-- Article --

Backup from PROD and restore to STAGE database not working

722 views
Skip to first unread message

Alex Leith

unread,
Feb 22, 2016, 5:52:43 PM2/22/16
to Wagtail support
Hi All

I've got a fresh new Wagtail system working, and I'm hoping to set up a nice backup system, including being able to restore to a staging database (as well as prod).

So, I have a production instance and a staging instance, both running 1.9.2 of django and wagtail 1.3.1. I'm using Postgres 9.3 and as the db.

So, I'm backing up two ways now. One uses vanilla postgres (pgdump) and the other uses django (manage.py dumpdata).

I can restore to the database using postgres as follows:

pg_restore --clean --create -h database.url -U website /tmp/restore/website_db_backup.dump


and that works fine, from postgres' point of view. But django/wagtail doesn't like it and errors as attached in pg_restore_error.txt result.

I have used the 'dumpdata' command with all combinations of the flags --natural-foreign and --natural-primary and attempted restoring each of the output .json files using loaddata. Only the dump using both flags restores cleanly, with the output:

Installed 428 object(s) from 1 fixture(s)


(The other dumps complain about duplicate keys and such.)

Visiting the site's root page, the /admin page or the /django-admin page after restoring all result in 'Internal Server Error' and the logs show exactly the same output as the pg_restore_error.txt attached.

I'm at a loss, and would appreciate any assistance that could be provided.

-- Supplied material --
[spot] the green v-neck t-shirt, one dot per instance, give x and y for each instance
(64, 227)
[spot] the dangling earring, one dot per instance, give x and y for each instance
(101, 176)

-- Stated exercise 1 --
In the forum thread about restoring a Wagtail database, why does the poster say the pg_restore method doesn't work even though it runs fine from Postgres' point of view? Answer in one to three sentences.
-- Stated exercise 2 --
Retype the part of the forum thread that opens with the words containing "Installed 428 object(s)" and closes with "could be provided.".

-- Answer 1 --
Django and Wagtail don't accept the restored database and produce errors, which the poster attached as pg_restore_error.txt.

-- Answer 2 --
Installed 428 object(s) from 1 fixture(s)


(The other dumps complain about duplicate keys and such.)

Visiting the site's root page, the /admin page or the /django-admin page after restoring all result in 'Internal Server Error' and the logs show exactly the same output as the pg_restore_error.txt attached.

I'm at a loss, and would appreciate any assistance that could be provided.